Work instructions: List every person named in the crime and punishment text below.

Source extract:
○ ○ ○ ○ ○
Therefore, whatever evil may step into the doorways of our courtrooms today, cruelty has no place in our justice and penal system, and the instruments of those punishments; the pillory, the stocks, and the gallows, should only be seen in our museums as a reminder of our forbearers’ brutality.
Bev Baker,
Curator and Archivist
Galleries of Justice, Nottingham, 2012
INTRODUCTION
Crime has always been with us in one form or another and every generation has endeavoured to punish the criminal in the way that they thought most appropriate. Just about the only thing that has changed over the years is how each particular crime was perceived and how it was dealt with. During the age of the caveman, I have no doubt that these cave dwellers would from time to time, during times of shortage, steal food from their neighbours in order to survive.
In the eyes of the law today, the theft of food is treated as such a minor offence it goes almost unnoticed, while in days-gone-by, the effects could have been so catastrophic to the victim that more than likely it brought harsh and violent retribution. Yet it is, in effect, the same offence with the same loss to the victim. Many-a-time have the exasperated readers of newspapers and viewers of news seen a criminal given a seemingly lenient sentence for a serious crime only to exclaim out loud, ‘Two hundred years ago, they’d have hanged them, a hundred years ago they’d have put them in prison, now it’s just a warning, it’ll soon be compulsory!’
Sport and recreation has always had a curious way of dividing opinion about when and where it should be played and by whom. There is no wonder then that the game of football crops up frequently in court records in such a way as to give the impression that it has always had a way of causing problems, whether it be warring players on opposing teams, over enthusiastic spectators or being the cause for dodging work. On 19 July 1621, the constable from Screveton ‘was fined 4s for not presenting a riott and illegal assembly of football players in his constablewick’.
During the reign of Richard II, it was made illegal for some parts of the community (mainly servants and labourers) to play a whole range of games in order to make them take up archery, and, even though the law was repealed under James I, some labourers were still prohibited from taking part in such frivolous activities. In today’s society, football is big business, and, far from being banned, it is encouraged.
Ironically, some of the most heinous of crimes used to be given the lightest of sentences by the courts. On 23 November 1541, Christopher Hogeson of East Retford attacked and assaulted Richard Westby of the same town. Using his sword, Hogeson ran Westby clean through the heart – killing him instantly. There were five witnesses to the attack, so Hogeson’s guilt was never in doubt and yet at his trial, even though he was found guilty, he was only outlawed. Compare this to the tale of poor Richard Comyn who was executed at Nottingham in 1720 for ‘uttering of a base shilling’ (trying to pass a forged shilling coin that he was thought to have made) at Mansfield. Right up to the last, he protested over the injustice of his sentence. Of course, his numerous protestations fell on deaf ears, and the crowd enjoyed the spectacle of his hanging.
Nottingham House of Correction. (NTGM017628 Courtesy of Nottinghamshire County Council and www.picturethepast.org.uk)
An Entrance to Nottingham County Gaol with its corrected spelling.
○ ○ ○ ○ ○
Rows:
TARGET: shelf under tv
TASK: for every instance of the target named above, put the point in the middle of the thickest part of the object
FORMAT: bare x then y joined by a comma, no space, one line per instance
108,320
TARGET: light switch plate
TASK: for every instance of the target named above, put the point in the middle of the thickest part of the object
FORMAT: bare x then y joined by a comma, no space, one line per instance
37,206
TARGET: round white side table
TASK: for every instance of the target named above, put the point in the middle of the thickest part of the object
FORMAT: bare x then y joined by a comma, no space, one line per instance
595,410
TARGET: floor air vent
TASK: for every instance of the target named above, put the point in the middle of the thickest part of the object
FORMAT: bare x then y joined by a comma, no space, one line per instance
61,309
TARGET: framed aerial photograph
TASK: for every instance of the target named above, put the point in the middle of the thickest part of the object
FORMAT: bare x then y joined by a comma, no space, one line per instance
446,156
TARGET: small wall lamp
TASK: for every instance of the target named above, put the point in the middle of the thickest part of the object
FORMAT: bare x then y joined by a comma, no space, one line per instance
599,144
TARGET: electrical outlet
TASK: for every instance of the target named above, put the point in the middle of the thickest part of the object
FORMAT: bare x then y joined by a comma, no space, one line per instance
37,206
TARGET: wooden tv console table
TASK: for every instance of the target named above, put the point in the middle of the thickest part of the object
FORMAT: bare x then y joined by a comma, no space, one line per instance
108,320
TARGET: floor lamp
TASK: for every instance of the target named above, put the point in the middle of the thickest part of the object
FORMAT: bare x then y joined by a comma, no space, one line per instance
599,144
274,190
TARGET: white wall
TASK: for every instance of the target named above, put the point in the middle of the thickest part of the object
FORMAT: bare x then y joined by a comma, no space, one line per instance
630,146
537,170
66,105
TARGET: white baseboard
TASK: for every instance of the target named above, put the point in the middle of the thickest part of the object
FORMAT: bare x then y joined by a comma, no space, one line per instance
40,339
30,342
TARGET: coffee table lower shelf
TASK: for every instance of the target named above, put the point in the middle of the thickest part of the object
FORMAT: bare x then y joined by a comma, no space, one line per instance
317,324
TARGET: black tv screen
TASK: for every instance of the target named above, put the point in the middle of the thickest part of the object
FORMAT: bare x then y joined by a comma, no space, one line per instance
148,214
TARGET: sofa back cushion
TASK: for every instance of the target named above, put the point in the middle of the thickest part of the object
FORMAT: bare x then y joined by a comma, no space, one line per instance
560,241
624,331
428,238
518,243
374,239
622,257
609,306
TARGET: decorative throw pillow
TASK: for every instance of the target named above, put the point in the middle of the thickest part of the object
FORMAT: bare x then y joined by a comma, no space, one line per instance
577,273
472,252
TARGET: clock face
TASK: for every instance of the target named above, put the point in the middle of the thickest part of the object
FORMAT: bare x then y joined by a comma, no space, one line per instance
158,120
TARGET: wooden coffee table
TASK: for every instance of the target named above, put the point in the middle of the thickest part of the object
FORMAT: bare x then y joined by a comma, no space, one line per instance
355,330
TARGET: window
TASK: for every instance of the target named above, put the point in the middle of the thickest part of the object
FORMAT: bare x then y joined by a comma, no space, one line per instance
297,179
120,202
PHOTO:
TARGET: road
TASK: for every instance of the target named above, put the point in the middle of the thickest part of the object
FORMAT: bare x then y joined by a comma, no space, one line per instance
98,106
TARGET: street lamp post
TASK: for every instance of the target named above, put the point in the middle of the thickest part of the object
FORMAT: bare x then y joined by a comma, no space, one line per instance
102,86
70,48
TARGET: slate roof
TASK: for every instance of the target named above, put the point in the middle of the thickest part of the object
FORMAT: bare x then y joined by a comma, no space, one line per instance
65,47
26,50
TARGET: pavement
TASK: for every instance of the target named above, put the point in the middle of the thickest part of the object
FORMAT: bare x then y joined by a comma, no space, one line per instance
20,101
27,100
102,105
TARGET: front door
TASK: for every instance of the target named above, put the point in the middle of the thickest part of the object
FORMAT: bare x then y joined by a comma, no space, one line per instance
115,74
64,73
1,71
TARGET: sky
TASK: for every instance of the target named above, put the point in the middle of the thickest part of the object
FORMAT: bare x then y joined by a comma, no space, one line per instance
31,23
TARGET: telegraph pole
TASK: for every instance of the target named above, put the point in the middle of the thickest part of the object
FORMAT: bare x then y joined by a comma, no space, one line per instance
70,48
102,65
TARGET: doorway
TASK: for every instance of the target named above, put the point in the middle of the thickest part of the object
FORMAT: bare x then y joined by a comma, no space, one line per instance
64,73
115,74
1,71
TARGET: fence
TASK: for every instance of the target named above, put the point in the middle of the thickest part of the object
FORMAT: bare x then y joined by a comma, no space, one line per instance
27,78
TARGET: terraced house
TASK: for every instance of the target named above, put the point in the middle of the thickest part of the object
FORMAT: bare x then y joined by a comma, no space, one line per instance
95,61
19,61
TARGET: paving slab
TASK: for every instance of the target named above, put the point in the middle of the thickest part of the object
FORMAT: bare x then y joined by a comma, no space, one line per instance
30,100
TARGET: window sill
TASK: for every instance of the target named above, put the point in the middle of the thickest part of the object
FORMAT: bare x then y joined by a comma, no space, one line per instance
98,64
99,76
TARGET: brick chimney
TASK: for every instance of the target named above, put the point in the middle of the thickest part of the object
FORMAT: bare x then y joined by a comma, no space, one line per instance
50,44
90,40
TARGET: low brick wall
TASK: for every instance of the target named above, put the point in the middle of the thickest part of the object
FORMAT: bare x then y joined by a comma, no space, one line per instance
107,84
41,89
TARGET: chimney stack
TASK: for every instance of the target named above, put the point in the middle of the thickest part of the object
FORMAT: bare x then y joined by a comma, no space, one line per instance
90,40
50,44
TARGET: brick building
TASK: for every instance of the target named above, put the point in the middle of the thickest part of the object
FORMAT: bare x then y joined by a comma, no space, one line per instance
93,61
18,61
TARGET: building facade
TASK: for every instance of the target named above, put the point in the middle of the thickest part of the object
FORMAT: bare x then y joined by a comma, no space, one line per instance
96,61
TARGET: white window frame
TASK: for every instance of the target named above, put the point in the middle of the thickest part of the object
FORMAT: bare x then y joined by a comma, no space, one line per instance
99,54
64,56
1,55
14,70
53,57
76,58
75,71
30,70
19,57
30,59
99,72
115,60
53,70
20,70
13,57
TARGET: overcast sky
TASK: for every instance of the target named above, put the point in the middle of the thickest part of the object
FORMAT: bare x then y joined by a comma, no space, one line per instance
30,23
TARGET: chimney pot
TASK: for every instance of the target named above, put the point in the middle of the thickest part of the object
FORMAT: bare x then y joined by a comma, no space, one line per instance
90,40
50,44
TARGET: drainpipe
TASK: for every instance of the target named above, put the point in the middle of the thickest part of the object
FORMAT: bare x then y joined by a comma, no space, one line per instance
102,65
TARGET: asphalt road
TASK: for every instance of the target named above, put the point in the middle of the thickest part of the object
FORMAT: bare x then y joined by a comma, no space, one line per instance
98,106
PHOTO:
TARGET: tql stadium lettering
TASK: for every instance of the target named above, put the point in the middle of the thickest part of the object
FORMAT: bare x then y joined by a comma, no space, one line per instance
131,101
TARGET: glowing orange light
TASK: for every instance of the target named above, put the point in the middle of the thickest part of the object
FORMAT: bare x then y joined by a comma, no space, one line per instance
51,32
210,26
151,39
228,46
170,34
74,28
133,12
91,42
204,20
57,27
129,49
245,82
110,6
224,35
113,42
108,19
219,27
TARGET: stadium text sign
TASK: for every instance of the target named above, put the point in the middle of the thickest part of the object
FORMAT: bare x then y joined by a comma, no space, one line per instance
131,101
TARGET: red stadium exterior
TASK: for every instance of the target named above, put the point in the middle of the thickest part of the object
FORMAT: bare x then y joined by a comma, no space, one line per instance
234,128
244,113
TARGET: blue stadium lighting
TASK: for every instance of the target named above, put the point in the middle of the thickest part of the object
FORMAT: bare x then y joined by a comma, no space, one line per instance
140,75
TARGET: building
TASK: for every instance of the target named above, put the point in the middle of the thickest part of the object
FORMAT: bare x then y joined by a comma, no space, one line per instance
○ ○ ○ ○ ○
The result: Bev Baker, Richard II, James I, Christopher Hogeson, Richard Westby, Richard Comyn